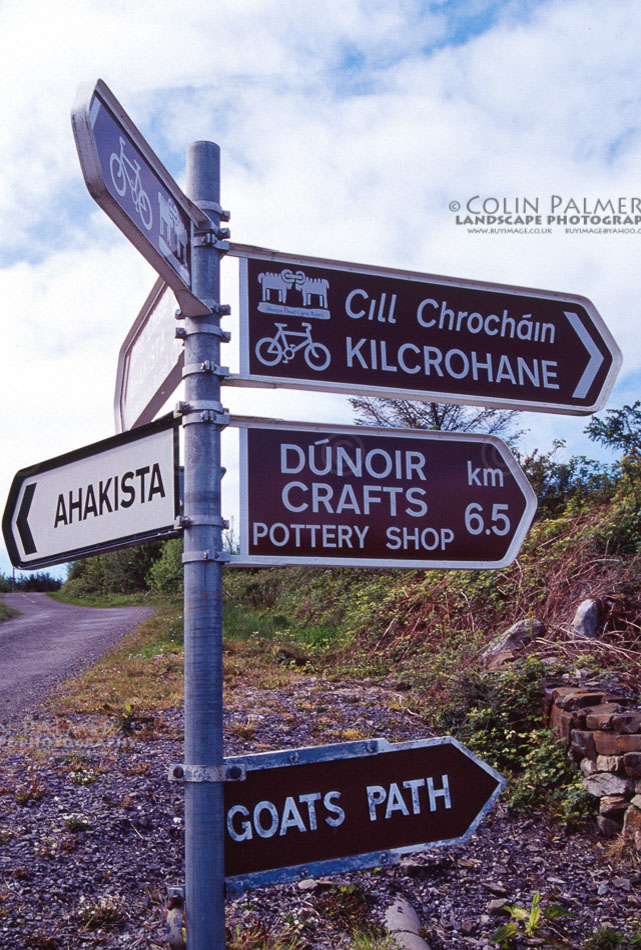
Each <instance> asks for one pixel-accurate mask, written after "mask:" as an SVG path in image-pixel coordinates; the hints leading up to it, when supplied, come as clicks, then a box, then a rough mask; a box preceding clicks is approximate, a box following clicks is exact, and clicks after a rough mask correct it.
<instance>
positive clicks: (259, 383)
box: [225, 243, 623, 416]
mask: <svg viewBox="0 0 641 950" xmlns="http://www.w3.org/2000/svg"><path fill="white" fill-rule="evenodd" d="M227 253H228V255H229V256H231V257H237V258H239V272H240V298H239V302H240V307H239V309H240V320H239V327H240V333H239V341H240V372H239V373H238V374H232V375H231V376H230V377H228V378H227V379H226V380H225V385H226V386H243V387H259V388H262V389H278V388H281V387H282V388H285V389H303V390H307V391H312V392H327V393H339V394H341V395H345V396H374V397H381V398H384V399H416V400H419V401H421V402H444V403H450V404H453V405H463V406H484V407H489V408H492V409H516V410H523V411H524V412H549V413H557V414H560V415H570V416H587V415H591V414H592V413H594V412H598V411H599V410H600V409H602V408H603V407H604V406H605V404H606V402H607V400H608V398H609V396H610V393H611V391H612V387H613V386H614V383H615V381H616V378H617V375H618V373H619V370H620V368H621V364H622V362H623V357H622V354H621V350H620V349H619V347H618V345H617V343H616V341H615V339H614V337H613V336H612V334H611V333H610V331H609V329H608V328H607V326H606V324H605V322H604V321H603V318H602V316H601V314H600V313H599V312H598V310H597V309H596V307H595V306H594V304H593V303H592V301H591V300H588V299H587V297H582V296H580V295H578V294H563V293H557V292H556V291H552V290H537V289H535V288H531V287H517V286H512V285H510V284H490V283H486V282H483V281H479V280H465V279H463V278H457V277H442V276H437V275H435V274H425V273H419V272H417V271H409V270H398V269H395V268H389V267H378V266H375V265H369V264H354V263H350V262H347V261H333V260H327V259H325V258H321V257H306V256H304V255H302V254H288V253H284V252H281V251H273V250H270V249H268V248H262V247H252V246H251V245H245V244H233V243H232V244H230V245H229V251H228V252H227ZM249 259H252V260H265V261H273V262H282V263H284V264H300V265H302V266H305V265H306V264H307V265H309V266H310V267H325V268H328V269H330V270H340V271H348V272H350V273H354V274H367V275H369V274H372V275H375V276H378V277H394V278H400V279H405V280H412V281H417V282H422V283H431V284H440V285H441V286H443V287H452V288H462V289H466V290H479V291H482V292H484V293H491V292H496V293H509V294H513V295H516V296H528V297H536V298H537V299H540V300H554V301H558V302H559V303H563V304H566V305H568V306H571V305H572V303H576V304H578V305H579V306H581V307H583V308H584V309H585V310H586V311H587V313H588V315H589V317H590V319H591V320H592V322H593V324H594V326H595V328H596V330H597V331H598V333H600V335H601V337H602V339H603V342H604V343H605V345H606V346H607V348H608V349H609V351H610V353H611V354H612V365H611V366H610V370H609V372H608V375H607V376H606V378H605V380H604V382H603V386H602V387H601V392H600V393H599V398H598V399H597V400H596V402H595V403H594V404H593V405H592V406H581V407H573V406H569V405H568V404H567V403H558V402H556V403H555V402H525V401H523V400H519V399H508V398H498V397H485V396H483V397H480V396H479V397H476V396H455V395H452V394H451V393H442V392H439V391H438V390H430V391H426V390H418V389H411V388H408V389H405V388H403V389H401V388H398V387H395V388H389V389H388V388H386V387H382V386H372V385H361V384H351V383H332V382H330V381H328V382H324V381H323V380H313V379H289V378H286V377H277V376H260V375H256V374H250V373H249V347H248V343H249V302H248V277H247V271H248V268H247V261H248V260H249ZM577 342H578V340H577Z"/></svg>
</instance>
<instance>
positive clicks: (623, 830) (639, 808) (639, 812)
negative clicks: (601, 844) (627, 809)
mask: <svg viewBox="0 0 641 950" xmlns="http://www.w3.org/2000/svg"><path fill="white" fill-rule="evenodd" d="M623 840H624V841H626V842H628V843H629V844H631V845H632V846H633V847H634V848H636V850H637V851H639V852H641V809H640V808H637V807H636V806H635V805H631V806H630V807H629V808H628V810H627V811H626V813H625V818H624V819H623Z"/></svg>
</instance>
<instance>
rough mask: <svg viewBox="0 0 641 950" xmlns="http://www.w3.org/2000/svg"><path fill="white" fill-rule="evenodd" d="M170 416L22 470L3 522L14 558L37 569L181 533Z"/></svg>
mask: <svg viewBox="0 0 641 950" xmlns="http://www.w3.org/2000/svg"><path fill="white" fill-rule="evenodd" d="M178 514H179V490H178V423H177V421H176V420H175V419H173V418H172V417H171V416H169V417H166V418H164V419H160V420H158V421H157V422H154V423H151V424H150V425H148V426H144V427H141V428H139V429H136V430H135V432H133V433H127V434H125V435H117V436H113V437H112V438H110V439H105V440H104V441H102V442H96V443H95V444H93V445H88V446H85V447H83V448H81V449H78V450H77V451H75V452H68V453H67V454H66V455H60V456H58V457H57V458H53V459H49V460H48V461H46V462H41V463H40V464H38V465H32V466H30V467H29V468H24V469H22V470H21V471H19V472H18V473H17V475H16V476H15V478H14V480H13V483H12V485H11V490H10V492H9V498H8V501H7V505H6V508H5V512H4V517H3V519H2V530H3V533H4V539H5V543H6V545H7V550H8V551H9V556H10V558H11V561H12V563H13V564H14V565H15V566H16V567H21V568H28V569H29V570H35V569H36V568H41V567H48V566H49V565H51V564H61V563H63V562H65V561H69V560H73V559H74V558H79V557H86V556H87V555H90V554H93V553H98V552H103V551H112V550H115V549H116V548H123V547H128V546H129V545H131V544H138V543H139V542H141V541H147V540H152V539H154V538H159V537H172V536H175V535H176V534H179V533H180V532H179V531H177V530H176V525H175V521H176V518H177V517H178Z"/></svg>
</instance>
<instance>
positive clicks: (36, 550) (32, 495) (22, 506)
mask: <svg viewBox="0 0 641 950" xmlns="http://www.w3.org/2000/svg"><path fill="white" fill-rule="evenodd" d="M37 484H38V483H37V482H31V484H30V485H27V487H26V488H25V493H24V496H23V498H22V503H21V505H20V511H19V512H18V517H17V518H16V527H17V529H18V534H19V535H20V540H21V541H22V547H23V548H24V552H25V554H35V553H36V551H37V550H38V549H37V548H36V545H35V542H34V540H33V535H32V534H31V528H30V527H29V521H28V518H29V509H30V508H31V502H32V501H33V496H34V495H35V492H36V486H37Z"/></svg>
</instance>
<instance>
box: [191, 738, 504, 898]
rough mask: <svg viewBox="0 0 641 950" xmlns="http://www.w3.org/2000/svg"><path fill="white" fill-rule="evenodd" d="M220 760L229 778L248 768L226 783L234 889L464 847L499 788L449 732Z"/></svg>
mask: <svg viewBox="0 0 641 950" xmlns="http://www.w3.org/2000/svg"><path fill="white" fill-rule="evenodd" d="M225 763H226V766H227V774H228V775H232V776H233V774H234V767H235V772H236V773H241V774H242V775H244V781H235V782H234V781H228V782H226V783H225V786H224V789H225V825H226V840H225V876H226V880H227V883H228V886H229V887H230V888H231V889H233V890H236V891H239V890H241V891H242V890H244V889H246V888H250V887H259V886H262V885H264V884H275V883H277V882H280V881H288V880H292V879H296V878H300V877H317V876H319V875H322V874H338V873H340V872H341V871H346V870H355V869H357V868H366V867H376V866H380V865H386V864H396V863H398V862H399V861H400V859H401V857H402V855H403V854H407V853H410V852H413V851H421V850H424V849H426V848H433V847H436V846H439V845H444V844H450V845H452V844H461V843H463V842H465V841H467V840H468V838H469V837H470V836H471V835H472V833H473V832H474V830H475V829H476V828H477V827H478V825H479V824H480V822H481V821H482V819H483V818H484V817H485V815H486V814H487V812H488V811H489V809H490V808H491V806H492V805H493V803H494V802H495V801H496V799H497V798H498V796H499V794H500V793H501V790H502V788H503V787H504V785H505V781H504V779H503V778H502V777H501V776H500V775H499V774H498V773H497V772H495V771H494V769H492V768H490V766H488V765H486V764H485V763H484V762H482V761H481V760H480V759H478V758H476V756H474V755H473V754H472V753H471V752H469V750H468V749H466V748H465V747H464V746H462V745H461V744H460V743H459V742H457V741H456V740H455V739H452V738H450V737H443V738H438V739H422V740H418V741H415V742H403V743H398V744H397V745H390V743H389V742H388V741H387V740H386V739H372V740H367V741H363V742H349V743H341V744H339V745H330V746H319V747H316V748H314V747H312V748H306V749H293V750H292V749H288V750H286V751H283V752H272V753H270V752H266V753H263V754H260V755H251V756H238V757H234V758H230V759H226V760H225ZM174 768H175V767H174ZM174 774H175V773H174Z"/></svg>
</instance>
^^^^^^^^
> [Problem to solve] Print the data above from its first line through the line that has "positive clicks: (259, 383)", exactly and with nothing else, omitting pictures.

> [Solution for this exercise]
Each <instance> asks for one pixel-accurate mask, written after "mask:" as an SVG path in image-pixel coordinates; the hints leading up to it, when supplied, come as clicks, then a box, then a rough mask; a box preceding clicks is approximate, a box following clicks is exact, and clicks after a rough mask correct it.
<instance>
positive clicks: (259, 383)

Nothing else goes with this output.